Convert everything below, from the line containing "Question. In the picture above, identify the house" down to the line containing "[(294, 451)]", into a numbered list with blank lines left out.

### SOURCE DATA
————

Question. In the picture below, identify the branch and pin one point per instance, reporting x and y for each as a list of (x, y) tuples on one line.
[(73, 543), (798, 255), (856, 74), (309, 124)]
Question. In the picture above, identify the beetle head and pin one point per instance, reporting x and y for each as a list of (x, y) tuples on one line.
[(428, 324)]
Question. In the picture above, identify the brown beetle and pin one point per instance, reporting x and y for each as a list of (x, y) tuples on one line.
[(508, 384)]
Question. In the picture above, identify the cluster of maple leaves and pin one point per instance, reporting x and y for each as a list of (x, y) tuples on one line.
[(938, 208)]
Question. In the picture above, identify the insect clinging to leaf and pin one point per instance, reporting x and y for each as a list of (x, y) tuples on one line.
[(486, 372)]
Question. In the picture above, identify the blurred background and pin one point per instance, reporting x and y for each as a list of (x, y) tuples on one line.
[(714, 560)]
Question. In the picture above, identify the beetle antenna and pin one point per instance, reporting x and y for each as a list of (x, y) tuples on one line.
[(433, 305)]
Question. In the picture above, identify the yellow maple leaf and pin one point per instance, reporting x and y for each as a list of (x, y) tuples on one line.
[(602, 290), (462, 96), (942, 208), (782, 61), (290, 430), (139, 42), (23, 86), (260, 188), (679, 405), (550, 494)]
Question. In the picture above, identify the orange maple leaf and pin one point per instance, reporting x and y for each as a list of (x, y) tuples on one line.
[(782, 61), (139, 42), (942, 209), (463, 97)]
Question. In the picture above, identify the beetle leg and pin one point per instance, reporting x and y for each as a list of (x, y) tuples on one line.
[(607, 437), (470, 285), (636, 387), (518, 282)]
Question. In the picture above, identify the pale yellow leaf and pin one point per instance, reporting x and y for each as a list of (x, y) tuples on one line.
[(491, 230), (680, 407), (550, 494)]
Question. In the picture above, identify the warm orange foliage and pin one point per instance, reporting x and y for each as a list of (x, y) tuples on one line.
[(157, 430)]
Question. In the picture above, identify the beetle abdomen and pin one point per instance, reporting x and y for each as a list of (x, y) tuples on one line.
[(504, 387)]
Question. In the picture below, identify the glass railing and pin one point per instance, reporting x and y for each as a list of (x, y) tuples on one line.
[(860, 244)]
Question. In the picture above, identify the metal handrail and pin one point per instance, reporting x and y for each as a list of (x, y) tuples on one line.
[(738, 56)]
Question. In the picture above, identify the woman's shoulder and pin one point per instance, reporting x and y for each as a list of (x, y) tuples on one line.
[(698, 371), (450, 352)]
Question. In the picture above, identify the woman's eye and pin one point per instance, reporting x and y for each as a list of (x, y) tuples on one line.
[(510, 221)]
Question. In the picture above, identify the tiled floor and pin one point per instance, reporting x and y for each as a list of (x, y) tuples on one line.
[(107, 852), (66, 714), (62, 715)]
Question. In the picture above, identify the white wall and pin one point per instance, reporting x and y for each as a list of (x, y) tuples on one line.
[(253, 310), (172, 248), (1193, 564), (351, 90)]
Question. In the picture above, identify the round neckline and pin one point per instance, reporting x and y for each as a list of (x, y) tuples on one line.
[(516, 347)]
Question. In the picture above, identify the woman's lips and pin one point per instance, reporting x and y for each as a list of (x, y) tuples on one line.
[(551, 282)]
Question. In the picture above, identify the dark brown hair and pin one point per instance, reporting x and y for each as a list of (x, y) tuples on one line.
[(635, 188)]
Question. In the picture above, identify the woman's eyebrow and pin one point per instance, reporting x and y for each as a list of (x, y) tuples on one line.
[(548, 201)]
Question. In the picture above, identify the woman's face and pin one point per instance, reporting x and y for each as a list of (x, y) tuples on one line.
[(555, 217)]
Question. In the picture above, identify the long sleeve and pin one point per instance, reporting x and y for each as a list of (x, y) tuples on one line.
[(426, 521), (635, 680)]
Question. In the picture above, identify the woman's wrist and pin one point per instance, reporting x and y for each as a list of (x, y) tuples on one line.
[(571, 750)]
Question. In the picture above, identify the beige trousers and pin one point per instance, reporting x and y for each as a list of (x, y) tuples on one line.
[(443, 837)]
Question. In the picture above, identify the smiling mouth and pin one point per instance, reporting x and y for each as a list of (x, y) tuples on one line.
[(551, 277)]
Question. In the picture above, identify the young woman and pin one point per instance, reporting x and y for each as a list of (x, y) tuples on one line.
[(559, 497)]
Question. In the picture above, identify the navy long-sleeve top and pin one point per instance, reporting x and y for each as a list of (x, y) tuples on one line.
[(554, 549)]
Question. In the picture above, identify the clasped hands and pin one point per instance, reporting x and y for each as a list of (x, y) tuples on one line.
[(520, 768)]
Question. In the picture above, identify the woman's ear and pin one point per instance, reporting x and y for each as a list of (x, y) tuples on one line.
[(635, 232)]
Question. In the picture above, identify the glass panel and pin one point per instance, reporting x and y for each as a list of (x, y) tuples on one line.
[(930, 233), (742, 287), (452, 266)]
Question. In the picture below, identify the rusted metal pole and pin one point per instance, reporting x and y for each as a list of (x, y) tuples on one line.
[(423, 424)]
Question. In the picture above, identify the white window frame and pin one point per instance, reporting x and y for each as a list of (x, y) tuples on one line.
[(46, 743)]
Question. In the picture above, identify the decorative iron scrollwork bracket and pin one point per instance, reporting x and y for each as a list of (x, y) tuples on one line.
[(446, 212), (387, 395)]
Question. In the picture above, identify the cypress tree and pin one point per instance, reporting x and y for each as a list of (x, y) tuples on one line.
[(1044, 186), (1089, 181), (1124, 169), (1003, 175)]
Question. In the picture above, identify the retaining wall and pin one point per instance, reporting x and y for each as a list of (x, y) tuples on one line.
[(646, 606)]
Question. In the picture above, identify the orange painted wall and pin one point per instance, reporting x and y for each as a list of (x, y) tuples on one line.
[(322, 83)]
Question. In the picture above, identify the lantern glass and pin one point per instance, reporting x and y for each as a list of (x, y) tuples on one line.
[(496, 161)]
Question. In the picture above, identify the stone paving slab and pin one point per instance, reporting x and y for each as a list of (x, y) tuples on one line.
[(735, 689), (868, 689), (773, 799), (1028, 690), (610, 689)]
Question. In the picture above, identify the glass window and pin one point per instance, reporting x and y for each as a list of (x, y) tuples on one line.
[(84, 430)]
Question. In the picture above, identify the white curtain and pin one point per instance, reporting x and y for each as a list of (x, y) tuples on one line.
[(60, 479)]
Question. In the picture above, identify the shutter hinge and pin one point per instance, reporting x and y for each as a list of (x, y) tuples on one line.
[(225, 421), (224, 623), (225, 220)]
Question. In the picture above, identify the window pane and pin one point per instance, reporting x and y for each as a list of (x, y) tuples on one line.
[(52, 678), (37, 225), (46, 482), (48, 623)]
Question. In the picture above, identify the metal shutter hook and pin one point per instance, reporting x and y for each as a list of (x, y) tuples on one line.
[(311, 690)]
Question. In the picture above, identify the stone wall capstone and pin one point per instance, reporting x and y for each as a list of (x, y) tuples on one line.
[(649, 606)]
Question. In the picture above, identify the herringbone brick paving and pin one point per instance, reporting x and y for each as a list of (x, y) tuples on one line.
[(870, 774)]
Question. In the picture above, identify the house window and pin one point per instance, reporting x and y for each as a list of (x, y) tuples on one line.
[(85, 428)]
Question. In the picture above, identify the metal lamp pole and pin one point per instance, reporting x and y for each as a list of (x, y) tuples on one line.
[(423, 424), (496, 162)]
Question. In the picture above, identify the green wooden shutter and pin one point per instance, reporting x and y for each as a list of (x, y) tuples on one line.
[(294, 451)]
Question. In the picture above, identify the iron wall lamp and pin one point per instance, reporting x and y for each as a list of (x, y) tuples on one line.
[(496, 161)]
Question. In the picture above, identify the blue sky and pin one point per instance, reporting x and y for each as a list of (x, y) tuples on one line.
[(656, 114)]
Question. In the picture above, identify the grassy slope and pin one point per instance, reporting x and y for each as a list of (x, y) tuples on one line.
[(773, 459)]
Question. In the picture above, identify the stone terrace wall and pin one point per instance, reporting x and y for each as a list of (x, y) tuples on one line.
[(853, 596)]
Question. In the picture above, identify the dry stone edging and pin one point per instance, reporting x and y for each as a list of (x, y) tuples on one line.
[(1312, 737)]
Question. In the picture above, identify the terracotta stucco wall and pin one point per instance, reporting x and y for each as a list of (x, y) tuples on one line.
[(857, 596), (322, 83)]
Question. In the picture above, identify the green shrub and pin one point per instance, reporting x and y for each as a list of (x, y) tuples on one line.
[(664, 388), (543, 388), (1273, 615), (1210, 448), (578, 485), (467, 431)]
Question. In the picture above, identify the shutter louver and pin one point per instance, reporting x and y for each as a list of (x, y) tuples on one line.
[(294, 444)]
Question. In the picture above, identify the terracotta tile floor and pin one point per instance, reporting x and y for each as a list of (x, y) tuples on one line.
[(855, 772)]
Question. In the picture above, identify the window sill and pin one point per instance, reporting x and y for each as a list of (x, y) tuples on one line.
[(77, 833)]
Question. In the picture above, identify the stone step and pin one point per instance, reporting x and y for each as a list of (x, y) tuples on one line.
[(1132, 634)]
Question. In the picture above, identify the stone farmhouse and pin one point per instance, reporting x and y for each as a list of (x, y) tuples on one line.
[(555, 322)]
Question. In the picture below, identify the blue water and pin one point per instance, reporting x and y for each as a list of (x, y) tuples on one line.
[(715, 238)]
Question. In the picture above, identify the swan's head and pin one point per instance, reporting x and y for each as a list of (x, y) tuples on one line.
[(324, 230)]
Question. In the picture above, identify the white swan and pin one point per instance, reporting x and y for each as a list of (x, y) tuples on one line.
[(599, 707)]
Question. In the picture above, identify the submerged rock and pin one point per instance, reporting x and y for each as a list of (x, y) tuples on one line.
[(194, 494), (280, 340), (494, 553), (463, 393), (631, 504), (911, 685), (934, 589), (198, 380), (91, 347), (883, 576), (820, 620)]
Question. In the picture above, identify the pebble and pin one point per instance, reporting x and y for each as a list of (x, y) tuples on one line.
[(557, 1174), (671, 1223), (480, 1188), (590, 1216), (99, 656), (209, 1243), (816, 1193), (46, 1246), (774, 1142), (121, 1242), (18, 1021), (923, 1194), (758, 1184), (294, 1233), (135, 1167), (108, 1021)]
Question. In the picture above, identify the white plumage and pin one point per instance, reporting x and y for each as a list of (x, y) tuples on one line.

————

### ANSWER IN FULL
1. Question. In the picture above, identify the house window and pin one point per instance, reporting x and y for each as a list of (x, y) tuples on one line.
2. [(85, 428)]
3. Question. In the picture above, identify the metal lamp pole and pin one point per instance, reporting x and y for each as a list of (x, y) tuples on one line.
4. [(423, 424), (496, 162)]
5. Question. In the picture above, identify the green wooden shutter and pin one point per instance, reporting x and y for each as a list of (x, y) tuples on one line.
6. [(294, 451)]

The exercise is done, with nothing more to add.